- Opdracht
Zet de regels uit de lijst hieronder om naar een JSON-array van strings, één string per regel en zonder lege regels. Begin bij de regel met "Run detection on dark" en ga door tot en met de regel met "128,19,142,26".

- Oefenmateriaal
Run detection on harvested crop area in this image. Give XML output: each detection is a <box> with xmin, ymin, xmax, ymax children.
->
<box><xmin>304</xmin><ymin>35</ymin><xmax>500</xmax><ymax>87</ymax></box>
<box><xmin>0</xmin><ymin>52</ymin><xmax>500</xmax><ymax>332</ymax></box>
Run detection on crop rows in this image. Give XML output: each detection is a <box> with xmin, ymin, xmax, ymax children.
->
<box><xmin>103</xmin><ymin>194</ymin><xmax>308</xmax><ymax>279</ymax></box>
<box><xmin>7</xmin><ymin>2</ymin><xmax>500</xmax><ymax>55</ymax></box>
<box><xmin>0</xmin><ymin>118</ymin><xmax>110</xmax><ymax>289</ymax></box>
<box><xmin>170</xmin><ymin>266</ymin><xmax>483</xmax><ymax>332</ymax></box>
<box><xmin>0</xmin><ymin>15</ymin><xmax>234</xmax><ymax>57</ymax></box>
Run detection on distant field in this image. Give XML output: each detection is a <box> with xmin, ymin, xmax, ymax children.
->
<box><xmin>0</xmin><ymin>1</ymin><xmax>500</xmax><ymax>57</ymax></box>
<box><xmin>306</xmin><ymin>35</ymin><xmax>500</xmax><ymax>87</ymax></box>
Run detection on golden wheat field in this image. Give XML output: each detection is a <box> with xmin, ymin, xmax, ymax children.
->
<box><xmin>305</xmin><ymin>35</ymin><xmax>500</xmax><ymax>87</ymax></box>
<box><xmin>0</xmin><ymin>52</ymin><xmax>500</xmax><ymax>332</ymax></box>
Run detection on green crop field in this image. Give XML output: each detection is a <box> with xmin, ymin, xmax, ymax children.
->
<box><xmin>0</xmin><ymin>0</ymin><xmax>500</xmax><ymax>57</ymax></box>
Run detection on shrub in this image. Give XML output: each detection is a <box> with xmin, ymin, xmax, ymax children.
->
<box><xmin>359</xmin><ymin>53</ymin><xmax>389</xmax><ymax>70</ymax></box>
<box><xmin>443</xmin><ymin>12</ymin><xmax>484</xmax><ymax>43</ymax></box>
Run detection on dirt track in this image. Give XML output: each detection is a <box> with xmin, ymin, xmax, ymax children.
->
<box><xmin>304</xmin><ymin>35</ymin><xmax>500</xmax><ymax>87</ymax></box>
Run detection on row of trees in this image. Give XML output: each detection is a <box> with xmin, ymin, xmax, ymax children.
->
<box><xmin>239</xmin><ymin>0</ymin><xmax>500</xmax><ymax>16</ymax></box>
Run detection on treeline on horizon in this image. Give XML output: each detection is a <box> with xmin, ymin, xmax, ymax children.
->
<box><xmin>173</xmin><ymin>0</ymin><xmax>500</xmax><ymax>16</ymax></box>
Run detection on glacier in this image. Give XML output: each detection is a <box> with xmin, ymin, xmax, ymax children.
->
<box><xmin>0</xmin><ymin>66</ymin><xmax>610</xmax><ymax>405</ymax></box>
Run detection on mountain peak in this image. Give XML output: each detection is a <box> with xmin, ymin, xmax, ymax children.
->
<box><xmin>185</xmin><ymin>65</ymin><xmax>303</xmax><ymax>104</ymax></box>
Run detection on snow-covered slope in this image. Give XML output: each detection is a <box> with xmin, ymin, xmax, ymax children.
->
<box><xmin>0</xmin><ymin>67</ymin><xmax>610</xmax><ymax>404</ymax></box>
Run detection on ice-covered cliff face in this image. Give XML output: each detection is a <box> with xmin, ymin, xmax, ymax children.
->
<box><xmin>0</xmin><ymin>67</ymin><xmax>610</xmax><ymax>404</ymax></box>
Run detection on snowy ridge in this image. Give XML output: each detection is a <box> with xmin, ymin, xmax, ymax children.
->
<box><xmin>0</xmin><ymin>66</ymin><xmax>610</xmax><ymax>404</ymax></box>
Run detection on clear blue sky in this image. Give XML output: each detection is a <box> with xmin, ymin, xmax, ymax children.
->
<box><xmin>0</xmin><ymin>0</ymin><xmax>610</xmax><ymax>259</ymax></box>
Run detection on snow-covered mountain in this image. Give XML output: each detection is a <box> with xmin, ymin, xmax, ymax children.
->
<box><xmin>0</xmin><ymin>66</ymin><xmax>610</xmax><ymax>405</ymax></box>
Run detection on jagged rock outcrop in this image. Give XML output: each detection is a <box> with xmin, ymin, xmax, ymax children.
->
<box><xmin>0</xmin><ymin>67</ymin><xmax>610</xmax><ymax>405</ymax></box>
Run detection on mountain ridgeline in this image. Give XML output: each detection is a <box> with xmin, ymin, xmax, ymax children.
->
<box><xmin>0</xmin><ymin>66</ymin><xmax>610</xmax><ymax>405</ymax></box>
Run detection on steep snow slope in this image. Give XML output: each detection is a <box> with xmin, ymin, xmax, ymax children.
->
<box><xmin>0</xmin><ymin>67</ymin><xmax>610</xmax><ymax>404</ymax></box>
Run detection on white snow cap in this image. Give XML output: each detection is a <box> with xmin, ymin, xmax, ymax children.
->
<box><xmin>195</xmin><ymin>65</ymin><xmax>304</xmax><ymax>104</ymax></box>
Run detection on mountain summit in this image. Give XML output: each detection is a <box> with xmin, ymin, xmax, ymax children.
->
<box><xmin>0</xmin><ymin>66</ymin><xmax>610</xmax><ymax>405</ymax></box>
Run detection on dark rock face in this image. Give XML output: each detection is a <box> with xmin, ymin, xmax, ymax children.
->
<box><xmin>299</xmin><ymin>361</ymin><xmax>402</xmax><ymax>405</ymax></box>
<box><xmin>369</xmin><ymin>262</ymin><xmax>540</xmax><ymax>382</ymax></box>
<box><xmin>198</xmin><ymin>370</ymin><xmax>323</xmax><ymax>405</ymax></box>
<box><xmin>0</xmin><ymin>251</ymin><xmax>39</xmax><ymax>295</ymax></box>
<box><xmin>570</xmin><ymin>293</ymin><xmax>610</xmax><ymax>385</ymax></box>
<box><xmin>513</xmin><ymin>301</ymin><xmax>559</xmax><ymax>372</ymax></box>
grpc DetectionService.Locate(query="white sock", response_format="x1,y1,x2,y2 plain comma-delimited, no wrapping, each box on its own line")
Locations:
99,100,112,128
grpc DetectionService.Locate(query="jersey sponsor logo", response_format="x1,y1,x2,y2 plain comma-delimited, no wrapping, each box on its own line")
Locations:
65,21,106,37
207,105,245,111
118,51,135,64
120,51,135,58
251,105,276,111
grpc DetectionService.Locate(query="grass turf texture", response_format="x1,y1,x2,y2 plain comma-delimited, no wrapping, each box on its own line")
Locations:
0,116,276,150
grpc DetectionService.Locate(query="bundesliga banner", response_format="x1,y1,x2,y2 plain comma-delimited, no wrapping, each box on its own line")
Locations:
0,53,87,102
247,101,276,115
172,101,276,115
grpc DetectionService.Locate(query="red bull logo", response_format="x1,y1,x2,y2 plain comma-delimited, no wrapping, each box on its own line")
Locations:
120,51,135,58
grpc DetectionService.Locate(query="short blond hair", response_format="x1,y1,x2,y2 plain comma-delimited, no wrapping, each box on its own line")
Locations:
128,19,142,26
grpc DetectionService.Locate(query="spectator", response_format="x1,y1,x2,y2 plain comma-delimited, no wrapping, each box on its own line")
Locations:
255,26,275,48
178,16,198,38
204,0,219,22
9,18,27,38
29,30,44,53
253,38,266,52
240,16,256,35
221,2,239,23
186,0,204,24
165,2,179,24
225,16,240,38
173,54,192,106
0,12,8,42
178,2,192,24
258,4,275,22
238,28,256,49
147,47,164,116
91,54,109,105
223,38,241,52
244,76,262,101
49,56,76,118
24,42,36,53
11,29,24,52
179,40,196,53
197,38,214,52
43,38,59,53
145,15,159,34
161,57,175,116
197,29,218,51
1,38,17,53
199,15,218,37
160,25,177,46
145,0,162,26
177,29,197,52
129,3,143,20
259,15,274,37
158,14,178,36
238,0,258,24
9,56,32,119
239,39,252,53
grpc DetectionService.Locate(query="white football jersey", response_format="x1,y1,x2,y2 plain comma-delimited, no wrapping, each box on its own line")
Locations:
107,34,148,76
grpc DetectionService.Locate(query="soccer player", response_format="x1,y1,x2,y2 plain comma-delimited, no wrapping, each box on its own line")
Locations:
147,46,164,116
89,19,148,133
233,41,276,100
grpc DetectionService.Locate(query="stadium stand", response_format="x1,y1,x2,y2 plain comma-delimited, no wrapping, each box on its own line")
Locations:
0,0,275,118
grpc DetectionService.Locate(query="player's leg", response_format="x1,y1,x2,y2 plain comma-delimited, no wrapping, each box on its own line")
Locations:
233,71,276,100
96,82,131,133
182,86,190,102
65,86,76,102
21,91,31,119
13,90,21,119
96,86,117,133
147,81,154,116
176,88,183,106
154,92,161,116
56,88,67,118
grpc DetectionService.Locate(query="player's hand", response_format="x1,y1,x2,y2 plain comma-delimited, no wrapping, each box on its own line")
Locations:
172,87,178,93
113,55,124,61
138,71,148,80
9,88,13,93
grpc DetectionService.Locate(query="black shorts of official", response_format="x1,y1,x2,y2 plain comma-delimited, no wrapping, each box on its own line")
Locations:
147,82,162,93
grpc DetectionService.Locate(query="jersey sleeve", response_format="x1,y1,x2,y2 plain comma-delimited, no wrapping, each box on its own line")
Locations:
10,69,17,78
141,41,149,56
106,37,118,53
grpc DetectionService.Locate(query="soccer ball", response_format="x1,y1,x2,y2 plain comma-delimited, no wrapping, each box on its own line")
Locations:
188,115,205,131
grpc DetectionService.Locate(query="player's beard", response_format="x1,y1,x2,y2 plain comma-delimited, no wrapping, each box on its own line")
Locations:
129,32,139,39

- Antwoord
[
  "Run detection on dark rock face in this image. Give XML output: each detection is a <box> with xmin, ymin, xmax, ymax children.",
  "->",
  "<box><xmin>299</xmin><ymin>361</ymin><xmax>402</xmax><ymax>405</ymax></box>",
  "<box><xmin>369</xmin><ymin>262</ymin><xmax>540</xmax><ymax>382</ymax></box>",
  "<box><xmin>198</xmin><ymin>370</ymin><xmax>323</xmax><ymax>405</ymax></box>",
  "<box><xmin>0</xmin><ymin>251</ymin><xmax>39</xmax><ymax>295</ymax></box>",
  "<box><xmin>570</xmin><ymin>293</ymin><xmax>610</xmax><ymax>385</ymax></box>",
  "<box><xmin>513</xmin><ymin>301</ymin><xmax>559</xmax><ymax>372</ymax></box>",
  "grpc DetectionService.Locate(query=\"white sock\", response_format=\"x1,y1,x2,y2 plain comma-delimited, no wrapping, each box on its own line\")",
  "Locations:",
  "99,100,112,128",
  "grpc DetectionService.Locate(query=\"jersey sponsor logo\", response_format=\"x1,y1,x2,y2 plain comma-delimited, no wrapping, each box on its own line\")",
  "Locations:",
  "65,21,106,37",
  "207,105,245,111",
  "118,51,135,64",
  "120,51,135,58",
  "251,105,276,111",
  "grpc DetectionService.Locate(query=\"grass turf texture\", response_format=\"x1,y1,x2,y2 plain comma-delimited, no wrapping, each box on its own line\")",
  "Locations:",
  "0,116,276,150",
  "grpc DetectionService.Locate(query=\"bundesliga banner\", response_format=\"x1,y1,x2,y2 plain comma-delimited, no wrapping, each box on its own line\")",
  "Locations:",
  "0,53,87,102",
  "247,101,276,115",
  "172,101,276,115",
  "grpc DetectionService.Locate(query=\"red bull logo\", response_format=\"x1,y1,x2,y2 plain comma-delimited, no wrapping, each box on its own line\")",
  "Locations:",
  "120,51,135,58",
  "grpc DetectionService.Locate(query=\"short blond hair\", response_format=\"x1,y1,x2,y2 plain comma-delimited, no wrapping, each box on its own line\")",
  "Locations:",
  "128,19,142,26"
]